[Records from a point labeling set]

- - -

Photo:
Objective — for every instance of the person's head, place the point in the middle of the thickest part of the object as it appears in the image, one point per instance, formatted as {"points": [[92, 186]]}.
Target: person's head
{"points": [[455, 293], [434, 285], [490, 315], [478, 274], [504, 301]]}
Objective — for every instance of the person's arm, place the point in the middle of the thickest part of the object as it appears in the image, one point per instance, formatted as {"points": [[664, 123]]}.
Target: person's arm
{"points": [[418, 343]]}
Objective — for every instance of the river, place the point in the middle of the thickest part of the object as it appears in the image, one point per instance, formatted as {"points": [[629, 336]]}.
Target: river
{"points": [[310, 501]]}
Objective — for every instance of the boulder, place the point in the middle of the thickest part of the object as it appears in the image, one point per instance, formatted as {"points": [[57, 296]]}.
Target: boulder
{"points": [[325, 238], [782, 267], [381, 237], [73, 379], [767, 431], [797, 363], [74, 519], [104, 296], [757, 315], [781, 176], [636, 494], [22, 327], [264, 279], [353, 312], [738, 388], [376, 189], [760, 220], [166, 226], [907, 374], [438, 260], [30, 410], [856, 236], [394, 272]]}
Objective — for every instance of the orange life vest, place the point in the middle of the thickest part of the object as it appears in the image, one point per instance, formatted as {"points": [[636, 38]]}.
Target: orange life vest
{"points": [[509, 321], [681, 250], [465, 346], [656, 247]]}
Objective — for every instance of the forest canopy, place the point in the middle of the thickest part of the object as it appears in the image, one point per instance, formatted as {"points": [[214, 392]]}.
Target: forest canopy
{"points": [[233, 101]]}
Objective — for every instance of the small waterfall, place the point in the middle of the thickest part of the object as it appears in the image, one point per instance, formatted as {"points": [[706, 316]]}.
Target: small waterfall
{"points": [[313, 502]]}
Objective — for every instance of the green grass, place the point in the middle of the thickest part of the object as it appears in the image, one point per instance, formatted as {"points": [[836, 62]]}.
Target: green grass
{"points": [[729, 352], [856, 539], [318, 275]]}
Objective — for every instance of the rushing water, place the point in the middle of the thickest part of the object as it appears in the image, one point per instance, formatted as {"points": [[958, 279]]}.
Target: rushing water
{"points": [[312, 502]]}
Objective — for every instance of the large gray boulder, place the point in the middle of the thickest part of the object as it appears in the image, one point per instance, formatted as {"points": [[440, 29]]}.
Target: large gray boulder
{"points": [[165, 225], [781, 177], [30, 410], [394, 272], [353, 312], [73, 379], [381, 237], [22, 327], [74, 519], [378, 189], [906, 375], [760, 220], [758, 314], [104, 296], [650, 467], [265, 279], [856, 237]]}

- - -

▸ **Stated goal**
Output all of the data again, exactly.

▸ **Output of the task**
Photo:
Objective — for every instance of the person's head, place the point in the middle of the thickest part of the object as it appears in the image, one point per instance, formatted as {"points": [[92, 186]]}.
Target: person's head
{"points": [[455, 293], [434, 285], [490, 315], [478, 274], [504, 301]]}
Objective — for every instance of the person's arm, place the point in the middle of the thickest part of the object as it appears in the image, one point per instance, formatted as {"points": [[664, 123]]}.
Target: person's arm
{"points": [[418, 343]]}
Objective — for every instance of the river, place the point in the middle of the thickest part of the object as it appears in the image, one point per instance, formatted as {"points": [[629, 336]]}.
Target: river
{"points": [[310, 501]]}
Objective — for every instance of the boulder, place the point in the middle of the thickest part of the object as it appears in the image, one point per instance, formatted as {"points": [[57, 296]]}.
Target: boulder
{"points": [[325, 238], [782, 267], [381, 237], [73, 379], [767, 431], [797, 363], [74, 519], [104, 296], [757, 315], [781, 176], [636, 494], [22, 327], [264, 279], [353, 312], [738, 388], [376, 189], [760, 220], [166, 226], [907, 374], [438, 260], [30, 410], [856, 236], [394, 272]]}
Objective — for every instance of the orange life vest, place the point in the middle of the thickest part of the object as it appears in the image, one point per instance, formatted as {"points": [[636, 38]]}.
Target: orange life vest
{"points": [[509, 321], [681, 250], [465, 346], [656, 247]]}
Objective — for every instance of the forest canopy, place the point in the middle of the thickest part of the object as it appears in the image, one point per instance, formatted as {"points": [[214, 392]]}.
Target: forest canopy
{"points": [[233, 101]]}
Objective — for every instance of the small waterfall, place the point in the middle of the thickest part of the object as it appears in the image, one point per instance, formatted as {"points": [[706, 316]]}.
Target: small waterfall
{"points": [[313, 502]]}
Objective — for every instance of the green grass, place the point in the middle of the thickest part of the object as it appears in the image, one point per instance, formatted as {"points": [[836, 62]]}.
Target: green grass
{"points": [[729, 352], [856, 539], [318, 275]]}
Objective — for every instance of the rushing water, place the point in the middle of the thickest part of the object as it appears in the image, one point per instance, formatted as {"points": [[958, 279]]}.
Target: rushing water
{"points": [[312, 502]]}
Objective — for every instance of the large gray boulder, place the point in the middle of the thickest part of the object as it appears in the image, one point per instance, formatted as {"points": [[440, 29]]}.
Target: large gray boulder
{"points": [[165, 225], [781, 177], [30, 410], [394, 272], [353, 312], [73, 379], [381, 237], [22, 327], [74, 519], [378, 189], [906, 375], [760, 220], [758, 314], [104, 296], [650, 467], [265, 279], [856, 237]]}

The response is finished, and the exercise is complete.